▼▼▼
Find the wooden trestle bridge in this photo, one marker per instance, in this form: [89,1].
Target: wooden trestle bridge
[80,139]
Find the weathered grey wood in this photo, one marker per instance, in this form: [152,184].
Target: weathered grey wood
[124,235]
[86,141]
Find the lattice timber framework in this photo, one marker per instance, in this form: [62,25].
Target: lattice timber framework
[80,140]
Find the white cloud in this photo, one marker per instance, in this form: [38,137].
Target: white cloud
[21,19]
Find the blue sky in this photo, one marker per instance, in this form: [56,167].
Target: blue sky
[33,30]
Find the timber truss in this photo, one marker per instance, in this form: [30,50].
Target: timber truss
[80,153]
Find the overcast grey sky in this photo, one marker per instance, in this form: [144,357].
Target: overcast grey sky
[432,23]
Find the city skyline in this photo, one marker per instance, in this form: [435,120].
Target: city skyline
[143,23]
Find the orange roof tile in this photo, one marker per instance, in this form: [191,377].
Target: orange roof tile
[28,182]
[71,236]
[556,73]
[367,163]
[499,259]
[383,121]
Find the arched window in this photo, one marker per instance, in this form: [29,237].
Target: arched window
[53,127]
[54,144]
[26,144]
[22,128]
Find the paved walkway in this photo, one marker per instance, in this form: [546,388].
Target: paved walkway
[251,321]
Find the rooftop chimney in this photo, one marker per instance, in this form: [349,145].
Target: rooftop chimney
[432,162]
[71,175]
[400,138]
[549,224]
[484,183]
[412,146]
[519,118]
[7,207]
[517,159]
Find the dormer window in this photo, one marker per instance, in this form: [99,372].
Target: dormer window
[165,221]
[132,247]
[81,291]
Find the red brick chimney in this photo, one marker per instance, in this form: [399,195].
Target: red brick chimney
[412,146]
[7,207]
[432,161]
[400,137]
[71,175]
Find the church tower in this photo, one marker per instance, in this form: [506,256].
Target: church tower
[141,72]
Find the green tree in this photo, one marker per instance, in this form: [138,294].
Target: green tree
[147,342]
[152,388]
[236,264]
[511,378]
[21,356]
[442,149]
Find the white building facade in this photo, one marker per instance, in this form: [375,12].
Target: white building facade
▲▲▲
→ **ASSIGNMENT**: The task requires an exact transcription of all the data.

→ **RESPONSE**:
Find the wooden trestle bridge in this photo, one marker per instance, in this form: [89,1].
Target: wooden trestle bridge
[80,139]
Find the weathered grey wood in this photo, one marker per instance, in this form: [152,184].
Target: weathered grey wood
[124,235]
[86,141]
Find the lattice timber framework in this photo, one marker per instance, in this form: [62,25].
Target: lattice timber framework
[80,140]
Find the white cloud in this photo, one marker per instance, in this form: [38,137].
Target: white cloud
[21,19]
Find the blue sky in this photo, one marker per instance, in this form: [56,167].
Target: blue sky
[33,30]
Find the timber truss in this photo, one marker per instance, in this form: [30,50].
Target: timber truss
[80,153]
Find the overcast grey sky in this photo, one marker per instance, in this form: [144,357].
Target: overcast grey sky
[432,23]
Find the city skyline in this photo, one marker per instance, in this form: [435,120].
Target: city skyline
[143,23]
Find the orange roof tile in this photo, one marker per instance, in this form: [191,377].
Target: orange roof tile
[28,182]
[71,236]
[556,73]
[367,163]
[499,259]
[383,121]
Find the arched window in this photo, one marker per instance, in this form: [29,237].
Target: arched window
[53,127]
[54,144]
[26,144]
[22,128]
Find the paved walkway in this photo, one marker per instance, in this form: [546,388].
Target: paved walkway
[251,321]
Find the rooftop chimney in this photo, one marker per instance, in this form: [349,145].
Target: rooftop chimney
[432,162]
[71,175]
[400,138]
[549,224]
[484,183]
[412,146]
[519,118]
[7,207]
[517,159]
Find the dormer window in this photo, one marker per instance, in this form: [99,372].
Target: dormer window
[165,221]
[132,247]
[81,291]
Find the red brick chimney in this photo, one marker per instance, in this form: [399,195].
Target: red brick chimney
[412,146]
[7,207]
[432,161]
[400,137]
[71,175]
Find the church tower in this photo, one marker per instance, in this form: [506,256].
Target: church tower
[141,72]
Find the green tree in this photo, one marker per instance, in this form: [138,294].
Target: green tree
[147,342]
[152,388]
[236,264]
[511,378]
[21,356]
[442,149]
Find the white building facade in this photo, one marker per instance, in this form: [375,12].
Target: white building facade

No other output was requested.